## Given passage
[Start of section]

A lot of people have been asking how the delivery went, especially knowing our original hope of having a completely natural delivery. Below is a recap of Noelle's birth, with a few pictures (no graphic details =)). We'll continue to post a lot of pictures, so feel free to visit again as often as you like.
Thank you, all, for your wonderful well-wishes and support.
Summary (detailed account, if you're really interested, follows below)
Original Expectations: The only real goal, of coarse, was a healthy baby and healthy mom. Bonus objectives on top of that were to have a vaginal delivery and, hopefully, an intervention free delivery.
End Result: Primary goal achieved! Mom and baby came out of delivery with very little impact other than exhaustion. Several interventions (thank you excellent medical staff who worked with us) ended up being needed, but thanks to them we were able to eventually have a vaginal delivery and avoid the c-section that, at one point, seemed unavoidable.
Alex was a fantastic labor coach, providing confident support the entire time. Our doula, Kim Gero, was invaluable in helping us make it to our favorable conclusion. Her reassuring support gave both of us the confidence to make it through the difficult/long labor without panicking but, instead, working through the natural process.
Timeline: Total labor time (counting from onset of early labor) was a bit excessive by almost any standard: a total of 58 hours. We started at 1 am on Thursday the 16th and Noelle finally decided to join us at 11:03 am on Saturday the 18th.
Thursday: Early labor contractions started at 1 am, coming 4-6 minutes apart.
Around 5 am I got Alex up and we called our doula, Kim Gero. Kim arrived to assess how I was doing and, after observing some contractions and where I was really feeling them (lower back) agreed with what Alex and I had been worried about, the baby was likely in a posterior position (back of the baby's head toward the mother's back).
Posterior positioning often results in very slow labor progress and, in many cases, associated back pain as the baby's head pushes against the mother's tail bone. Alex ushered the dogs off to the kennel so we wouldn't have to worry about them. By about noon it was clear that things weren't going to be progressing quickly. Kim went home to rest up in case we'd be up all night and Alex and I goofed around between contractions trying to get things going. We played basketball, went for walks and tried to relax as much as possible. Alex was able to get a little sleep as well.
Friday: By Friday morning contractions were still only 4-6 min apart, but strong enough that I wanted help through them. Alex got up around 4:30 am to help and Kim came back around 8 am. Since things were so slow, it was time to try and turn the baby. Kim worked all day to try and turn little Noelle into a better position.
Kim working hard to turn the baby
At 2 pm contractions had started to space out more, to 7 min apart, and we reluctantly accepted the inevitable that we'd need some augmentation to keep things going. I tried, unsuccessfully, to get a nap and we finally headed to the hospital around 4:30 pm.

[End of section]

## Provided material
[Start of section]

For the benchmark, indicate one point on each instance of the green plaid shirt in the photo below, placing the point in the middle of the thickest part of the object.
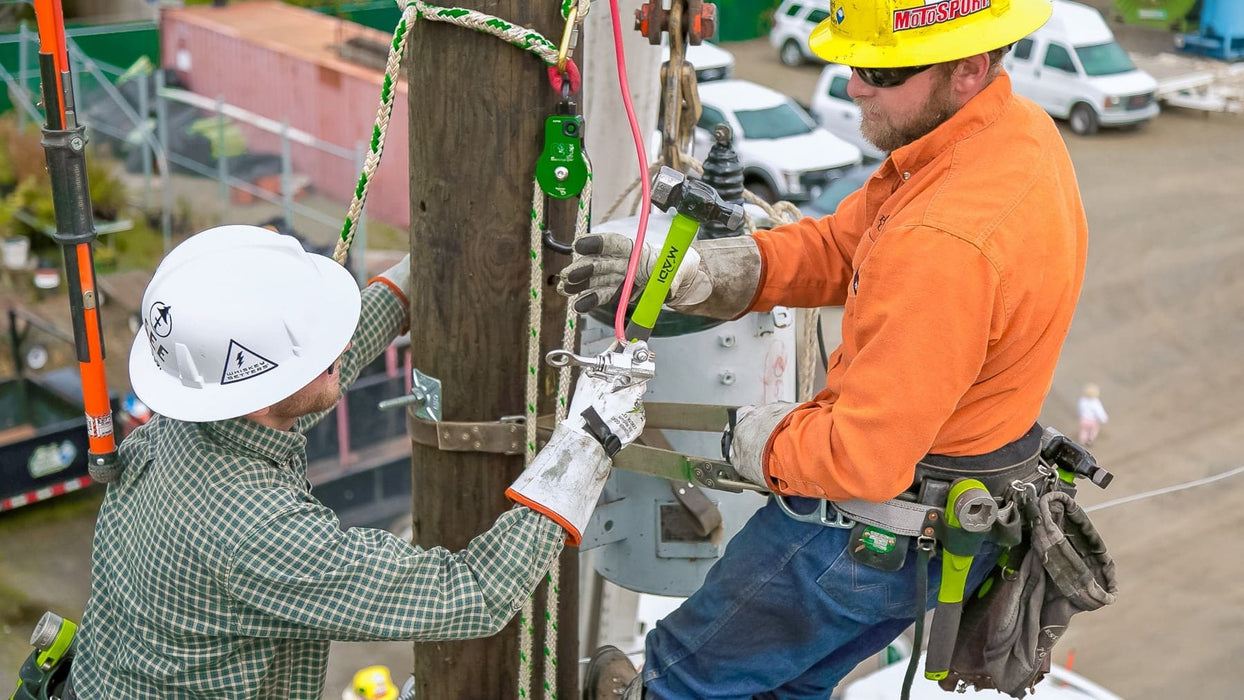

[End of section]

## Exercises
[1] According to the birth recap, how long did the labor last in total, counting from the onset of early labor?
[2] Carry on the birth recap from its last sentence.

## Results for each task
[1] 58 hours.

[2]
Settling in at the hospital
Being at the hospital seemed to motivate little Noelle, because contractions picked up again to 4 min apart right after we arrived. So, we tried for about 4 more hours w/out augmentation. However, with no progress by 10 pm (I was still around 5 cm dilated, which was where I arrived) we finally agreed to using some Pitocin to speed labor along. I had pretty much had it at this point (45 hours in) and, scared of the worse contractions that usually come with Pitocin, agreed to an epidural.
Saturday: With the epidural in, all of us were able to relax for a few hours, wonderful! Unfortunately, Things weren't going any faster and I was only 6-7 cm as early Saturday morning came around. My Dr. started seriously talking C-section at this point. The only reason were we able to delay was that Noelle was tolerating the labor really well with no signs of distress.
As a last attempt to get things going, the Dr. ruptured my membranes (not ideal with a posterior position, since it becomes harder for the baby to turn once the fluid is gone and they drop further). Thankfully, labor did start to pick up and I began to dilate as needed. Unfortunately, as it progressed it became clear that while the epidural worked well for contraction pain, I could still feel a great amount of pressure in my pelvis.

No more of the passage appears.